Set of tasks
1 > In the forum post below about the Kansas police incident, what misdemeanor charge did police recommend to city prosecutors?
2 > Extend the forum thread below about the Kansas tailpipe incident, starting after its final comment.

Selected extract
Posted on 05/03/2018 1:19:17 PM PDT by Red Badger
(CBS) A Kansas man attempting to insert his penis into the tailpipe of a car had to be subdued with a stun gun after refusing to listen to police.
We were called to the 1200 block of East Broadway to a report of a naked male underneath a car, said Lt. Scott Powell of the Newton (Kansas) Police Department. .. He was attempting to stick his penis into the tailpipe of the vehicle.
The suspect did not respond to officer commands and officers used a stun gun to subdue him, the Newton Kansan reported.
Powell said the man was intoxicated to the point of being incoherent.
Police submitted a report to city prosecutors recommending a misdemeanor charge of lewd and lascivious behavior, the Associated Press reported.
How do we know that the car wasn’t consenting?.............
It didn’t blow up................
“If he was trying to do a bus or a subway train, he’d be a metrosexual.”
I bow before your awesomeness!!! (-:
Was Obama in Chicago at the time? I understand he likes the tailpipe.
Chicago = Kansas
So the car was on top.

Given data
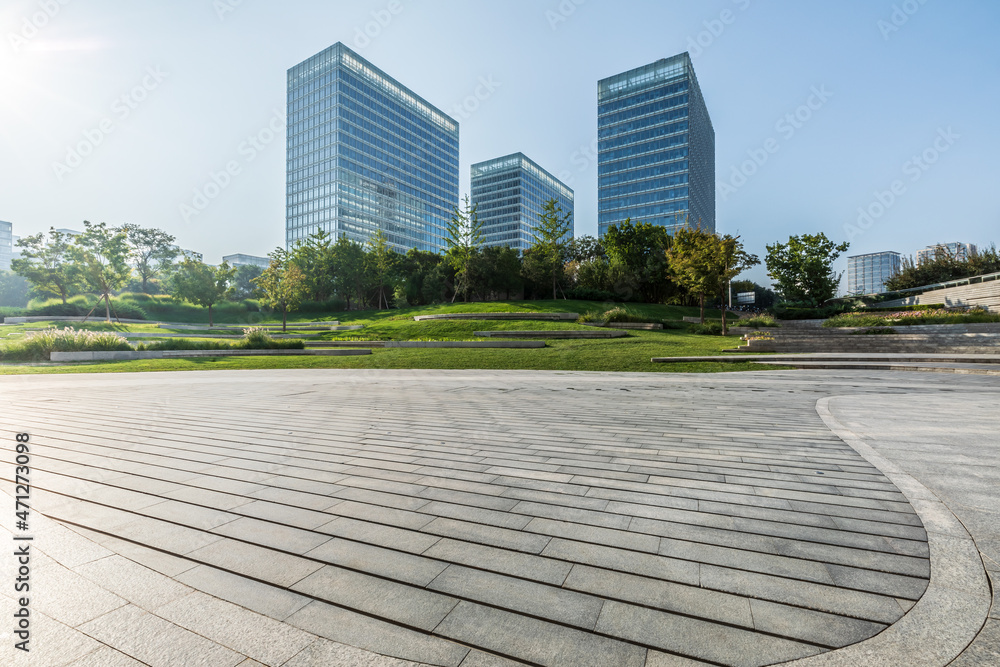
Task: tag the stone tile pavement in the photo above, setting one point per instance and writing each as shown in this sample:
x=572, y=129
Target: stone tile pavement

Answer set
1 > Lewd and lascivious behavior.

2 >
I’m in Love With My Car
Queen
Oh
The machine of a dream, such a clean machine
With the pistons a pumpin’, and the hubcaps all gleam
When I’m holding your wheel
All I hear is your gear
With my hand on your grease gun
Mmm, it’s like a disease, son
I’m in love with my car, gotta feel for my automobile
Get a grip on my boy racer roll bar
Such a thrill when your radials squeal
Told my girl I’ll have to forget her
Rather buy me a new carburetor
So she made tracks saying this is the end, now
Cars don’t talk back they’re just four wheeled friends now
When I’m holding your wheel
All I hear is your gear
When I’m cruisin’ in overdrive
Don’t have to listen to no run of the mill talk jive
I’m in love with my car (love with my car), gotta feel for my automobile
I’m in love with my car (love with my car), string back gloves in my automolove
That’s almost plausible. (I’ve made that drive, too. I think I was awake ...)
Was it a Chevro-Lay?
Or a VW Bug?
Sex with cars should take place IN A GARAGE. We dont want to see machine sex on the streets.
“...just start the car...”
BINGO
“...VW Bug...”
or VW Bugger
LOL!...................
Seriously: First time I saw that term, I thought it referred to somebody with a fetish for romance on subway trains, like the underground equivalent of the "Hile High Club". Regrettably, I was wrong ...
Again, seriously: When I first saw the headline "Paris Hilton Sex Scandal", I thought it referred to unsavory goings-on at a hotel in France. Regrettably, I was wrong ...
Car Salesman: Really officer, all I told the guy was get inside this baby and see how good it feels.
Is the car’s name Christine?
Seriously, though. Maybe he can hook up with that dumb broad who was having sex with trees a couple of months ago.
Was the car’s engine running? He may have got hotter sex than he was expecting.